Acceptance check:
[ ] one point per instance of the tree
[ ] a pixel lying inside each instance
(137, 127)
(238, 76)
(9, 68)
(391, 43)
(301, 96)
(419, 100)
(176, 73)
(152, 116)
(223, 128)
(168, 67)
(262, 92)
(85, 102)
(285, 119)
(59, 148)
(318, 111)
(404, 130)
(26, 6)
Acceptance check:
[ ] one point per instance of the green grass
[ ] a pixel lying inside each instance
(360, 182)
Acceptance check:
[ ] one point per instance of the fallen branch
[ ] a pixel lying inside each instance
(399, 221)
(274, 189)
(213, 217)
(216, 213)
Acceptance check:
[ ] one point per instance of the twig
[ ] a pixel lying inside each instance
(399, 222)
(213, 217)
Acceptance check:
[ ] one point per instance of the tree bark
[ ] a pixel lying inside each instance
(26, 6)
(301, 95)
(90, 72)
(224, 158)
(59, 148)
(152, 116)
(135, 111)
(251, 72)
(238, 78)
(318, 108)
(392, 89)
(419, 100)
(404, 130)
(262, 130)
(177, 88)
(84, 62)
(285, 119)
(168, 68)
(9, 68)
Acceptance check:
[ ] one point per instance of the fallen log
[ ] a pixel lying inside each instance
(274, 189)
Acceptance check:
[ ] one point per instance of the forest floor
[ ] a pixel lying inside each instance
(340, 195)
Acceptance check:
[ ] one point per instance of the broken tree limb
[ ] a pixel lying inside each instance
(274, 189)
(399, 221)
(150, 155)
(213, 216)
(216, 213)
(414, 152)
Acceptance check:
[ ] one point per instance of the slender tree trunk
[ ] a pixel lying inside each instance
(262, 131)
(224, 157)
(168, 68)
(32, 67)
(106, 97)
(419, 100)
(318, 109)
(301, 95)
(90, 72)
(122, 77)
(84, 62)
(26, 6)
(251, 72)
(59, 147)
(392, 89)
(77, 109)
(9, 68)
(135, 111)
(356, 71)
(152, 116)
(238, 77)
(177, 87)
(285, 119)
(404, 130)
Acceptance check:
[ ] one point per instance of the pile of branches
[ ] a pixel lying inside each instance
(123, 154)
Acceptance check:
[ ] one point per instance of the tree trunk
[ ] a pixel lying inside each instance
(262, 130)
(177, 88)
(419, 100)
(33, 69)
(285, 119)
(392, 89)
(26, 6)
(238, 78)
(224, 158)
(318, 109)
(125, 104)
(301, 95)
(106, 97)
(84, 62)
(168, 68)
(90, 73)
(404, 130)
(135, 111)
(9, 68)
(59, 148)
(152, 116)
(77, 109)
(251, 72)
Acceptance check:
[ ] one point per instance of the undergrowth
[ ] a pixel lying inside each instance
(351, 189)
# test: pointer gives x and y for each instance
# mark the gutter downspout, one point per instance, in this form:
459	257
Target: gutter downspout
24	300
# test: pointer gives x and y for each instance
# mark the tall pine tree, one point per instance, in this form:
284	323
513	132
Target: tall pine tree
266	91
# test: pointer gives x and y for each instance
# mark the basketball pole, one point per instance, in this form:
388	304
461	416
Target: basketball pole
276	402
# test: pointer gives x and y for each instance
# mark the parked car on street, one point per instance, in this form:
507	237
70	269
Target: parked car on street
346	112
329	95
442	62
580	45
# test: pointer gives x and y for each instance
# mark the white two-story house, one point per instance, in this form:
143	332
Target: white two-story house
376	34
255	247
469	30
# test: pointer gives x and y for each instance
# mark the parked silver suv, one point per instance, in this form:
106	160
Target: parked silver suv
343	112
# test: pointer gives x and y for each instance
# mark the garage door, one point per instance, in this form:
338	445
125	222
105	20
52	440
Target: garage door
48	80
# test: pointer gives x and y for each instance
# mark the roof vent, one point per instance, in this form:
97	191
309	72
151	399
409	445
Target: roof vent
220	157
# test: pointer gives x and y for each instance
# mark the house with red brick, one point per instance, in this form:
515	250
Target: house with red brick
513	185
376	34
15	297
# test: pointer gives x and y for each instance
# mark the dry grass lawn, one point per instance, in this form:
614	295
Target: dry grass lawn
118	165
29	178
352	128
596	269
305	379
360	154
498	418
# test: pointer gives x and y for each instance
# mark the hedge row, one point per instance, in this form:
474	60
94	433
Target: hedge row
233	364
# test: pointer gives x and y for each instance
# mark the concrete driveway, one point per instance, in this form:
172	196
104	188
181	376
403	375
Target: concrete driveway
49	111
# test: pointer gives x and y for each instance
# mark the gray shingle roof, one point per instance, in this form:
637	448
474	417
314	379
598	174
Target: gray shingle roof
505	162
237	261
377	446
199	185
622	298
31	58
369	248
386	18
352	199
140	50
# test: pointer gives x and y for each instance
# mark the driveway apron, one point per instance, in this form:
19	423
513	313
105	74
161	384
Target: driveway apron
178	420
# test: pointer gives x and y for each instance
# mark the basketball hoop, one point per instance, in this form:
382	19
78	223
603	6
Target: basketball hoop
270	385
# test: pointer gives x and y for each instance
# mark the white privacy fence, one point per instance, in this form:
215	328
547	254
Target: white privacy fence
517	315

────────────────────────────────────────

### DIRECTIONS FOR THIS TASK
In your response, reproduce the records exactly, every one.

### EXERCISE OUTPUT
Acceptance check:
[ ] one point per instance of the tree
[ ] a pixel lying inside each instance
(137, 127)
(238, 76)
(9, 68)
(391, 43)
(301, 96)
(419, 100)
(176, 73)
(152, 116)
(223, 128)
(168, 67)
(262, 92)
(85, 102)
(285, 119)
(59, 148)
(318, 111)
(404, 130)
(26, 6)
Acceptance check:
[ ] one point per instance of the green grass
[ ] a pixel lying inside each instance
(360, 182)
Acceptance check:
[ ] one point per instance of the fallen branch
[ ] a pixel lying inside each instance
(399, 221)
(274, 189)
(213, 217)
(216, 213)
Acceptance check:
[ ] one point per instance of the twig
[ ] a pixel lying inside each instance
(399, 222)
(213, 217)
Acceptance check:
[ ] one point per instance of the tree bark
[ ] a pixel lying inside each instance
(26, 6)
(301, 95)
(90, 72)
(224, 158)
(59, 148)
(152, 116)
(135, 111)
(251, 72)
(238, 78)
(318, 108)
(392, 89)
(419, 100)
(404, 130)
(262, 130)
(177, 88)
(84, 62)
(285, 119)
(168, 68)
(9, 68)
Acceptance check:
[ ] one point per instance of the fallen log
[ ] a pixel lying inside each instance
(274, 189)
Acceptance check:
[ ] one point per instance of the forest floor
[ ] a pixel lying inside each instance
(340, 195)
Acceptance check:
[ ] one point per instance of the broken tree limb
[ ] a pixel lying inside each instance
(274, 189)
(399, 221)
(150, 155)
(213, 216)
(216, 213)
(414, 152)
Acceptance check:
[ ] one point per instance of the slender tree trunk
[ ] a pixel lying inside each instance
(262, 131)
(224, 157)
(168, 68)
(32, 67)
(106, 97)
(419, 100)
(318, 109)
(301, 95)
(90, 72)
(122, 77)
(84, 62)
(26, 6)
(251, 72)
(59, 147)
(392, 89)
(77, 109)
(9, 68)
(135, 111)
(356, 71)
(152, 116)
(238, 77)
(177, 87)
(285, 119)
(404, 130)
Acceptance check:
[ ] one point per instance of the pile of branches
[ ] a pixel lying inside each instance
(123, 154)
Acceptance check:
[ ] one point per instance of the tree trunk
[ ] a pixel lying inside each instance
(262, 130)
(177, 88)
(419, 100)
(33, 69)
(285, 119)
(392, 89)
(26, 6)
(238, 78)
(224, 158)
(318, 109)
(125, 104)
(301, 95)
(106, 97)
(84, 62)
(168, 68)
(90, 73)
(404, 130)
(135, 111)
(9, 68)
(59, 148)
(152, 116)
(77, 109)
(251, 72)
Acceptance check:
[ ] one point per instance of the undergrowth
[ ] a pixel lying inside each instance
(351, 189)
# test: pointer gives x and y for each instance
# mark the gutter downspout, one point per instance, in this form:
459	257
Target: gutter downspout
24	300
# test: pointer gives x and y for each instance
# mark the tall pine tree, one point per instance, in this form:
284	323
513	132
Target: tall pine tree
266	91
# test: pointer gives x and y for each instance
# mark the basketball pole, one point per instance, in this form:
388	304
461	416
Target: basketball pole
276	402
# test: pointer gives x and y for each instance
# mark the parked car on street, one point per instance, in this form:
507	237
70	269
Target: parked car on street
346	112
329	95
442	62
580	45
# test: pointer gives x and y for each instance
# mark the white two-story house, one point per instance, in this form:
143	332
Target: white two-story house
376	34
255	247
469	30
# test: pointer gives x and y for each instance
# mark the parked silver suv, one point per instance, in this form:
106	160
Target: parked silver suv
343	112
# test: pointer gives x and y for each instance
# mark the garage door, one point per instance, in this form:
338	445
125	222
105	20
52	440
Target: garage door
48	80
# test: pointer gives x and y for each instance
# mark the roof vent, one point per instance, in this form:
97	191
309	72
151	399
409	445
Target: roof vent
220	157
# test: pointer gives x and y for each instance
# mark the house with red brick, one point per instance, in this form:
515	250
Target: house with red brick
513	185
376	34
15	297
# test: pointer gives x and y for each instance
# mark the dry grass lawn, one point per instance, in this form:
614	295
Target: dry grass lawn
118	165
29	178
352	128
596	269
305	379
360	154
498	418
# test: pointer gives x and y for each instance
# mark the hedge row, one point per instance, in this form:
474	60
94	433
Target: hedge row
233	364
# test: pointer gives x and y for each instance
# mark the concrete driveway, one point per instance, in this form:
172	196
104	188
181	376
403	375
Target: concrete driveway
49	111
# test: pointer gives x and y for each instance
# mark the gray shingle roof, one point per instance, in this form:
637	448
474	417
314	379
598	174
Target: gray shingle roof
505	162
237	261
377	446
199	185
622	298
31	58
369	248
386	18
352	199
140	50
# test: pointer gives x and y for each instance
# mark the driveway apron, one point per instance, in this form:
19	423
513	313
105	74
161	384
Target: driveway apron
178	420
# test: pointer gives x and y for each instance
# mark the basketball hoop, one point per instance, in this form:
382	19
78	223
603	6
Target: basketball hoop
270	385
# test: pointer gives x and y for each instance
# mark the white privacy fence, one point per instance, in this form:
215	328
547	254
Target: white privacy fence
517	315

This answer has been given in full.